1. Vide Sr. No. 5 of Circular No. 76/50/2018-GST dated 31.12.2018, Government has clarified as under with respect to the correct valuation methodology for ascertainment of GST on Tax collected at source (TCS) under the provisions of the Income Tax Act, 1961:

“1. Section 15(2) of CGST Act specifies that the value of supply shall include “any taxes, duties cesses, fees and charges levied under any law for the time being in force other than this Act, the SGST Act, the UTGST Act and the GST (Compensation to States) Act, if charged separately by the supplier.”

2. It is clarified that as per the above provisions, taxable value for the purposes of GST shall include the TCS amount collected under the provisions of the Income Tax Act since the value to be paid to the supplier by the buyer is inclusive of the said TCS.”

2. In our opinion the above clarification runs contrary to the provisions of the law due to the following reasons:

3. Sec. 15(2)(a) of the CGST Act, 2017 under which the TCS is sought to be added is reproduced below for ready reference:

(2) The value of supply shall include —

(a) any taxes, duties, cesses, fees and charges levied under any law for the time being in force other than this Act, the State Goods and Services Tax Act, the Union Territory Goods and Services Tax Act and the Goods and Services Tax (Compensation to States) Act, if charged separately by the supplier”
··········
— Your goal —
Using the passage on GST and TCS, mark each statement yes or no, and quote the words that decide it. 1. The circular with the clarification on TCS is dated 31.12.2018. 2. The writers agree with the government's clarification. 3. Under Section 15(2)(a), the value of supply includes taxes levied under the CGST Act itself.

[Entries from a dataset]
··········
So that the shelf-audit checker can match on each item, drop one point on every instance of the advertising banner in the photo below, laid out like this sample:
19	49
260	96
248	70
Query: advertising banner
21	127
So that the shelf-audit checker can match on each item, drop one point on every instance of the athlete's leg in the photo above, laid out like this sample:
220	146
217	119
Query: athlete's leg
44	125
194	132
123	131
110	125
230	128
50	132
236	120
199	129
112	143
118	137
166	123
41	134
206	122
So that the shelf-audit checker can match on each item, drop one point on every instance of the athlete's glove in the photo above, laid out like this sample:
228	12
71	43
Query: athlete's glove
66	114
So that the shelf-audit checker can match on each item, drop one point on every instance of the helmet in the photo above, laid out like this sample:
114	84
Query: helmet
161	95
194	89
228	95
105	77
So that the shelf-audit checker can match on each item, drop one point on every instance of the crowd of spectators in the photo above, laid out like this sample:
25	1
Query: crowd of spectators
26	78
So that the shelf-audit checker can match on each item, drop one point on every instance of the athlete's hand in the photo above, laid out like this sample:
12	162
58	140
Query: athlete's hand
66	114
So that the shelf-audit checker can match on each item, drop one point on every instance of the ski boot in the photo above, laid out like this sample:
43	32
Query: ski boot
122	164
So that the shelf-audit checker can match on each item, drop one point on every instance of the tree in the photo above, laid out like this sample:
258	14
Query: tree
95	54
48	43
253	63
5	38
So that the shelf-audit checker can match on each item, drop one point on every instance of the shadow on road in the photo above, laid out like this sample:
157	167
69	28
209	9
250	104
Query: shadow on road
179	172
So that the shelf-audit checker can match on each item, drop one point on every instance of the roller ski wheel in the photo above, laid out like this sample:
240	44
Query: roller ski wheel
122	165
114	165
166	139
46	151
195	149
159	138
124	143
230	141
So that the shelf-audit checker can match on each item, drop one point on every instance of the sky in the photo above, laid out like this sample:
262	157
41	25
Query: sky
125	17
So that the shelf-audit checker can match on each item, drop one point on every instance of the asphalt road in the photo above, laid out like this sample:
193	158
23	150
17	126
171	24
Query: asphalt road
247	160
··········
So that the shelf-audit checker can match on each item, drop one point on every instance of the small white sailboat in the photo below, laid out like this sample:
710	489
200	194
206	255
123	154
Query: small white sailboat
··········
— The solution —
1. Yes: "Circular No. 76/50/2018-GST dated 31.12.2018"
2. No: "In our opinion the above clarification runs contrary to the provisions of the law"
3. No: "levied under any law for the time being in force other than this Act"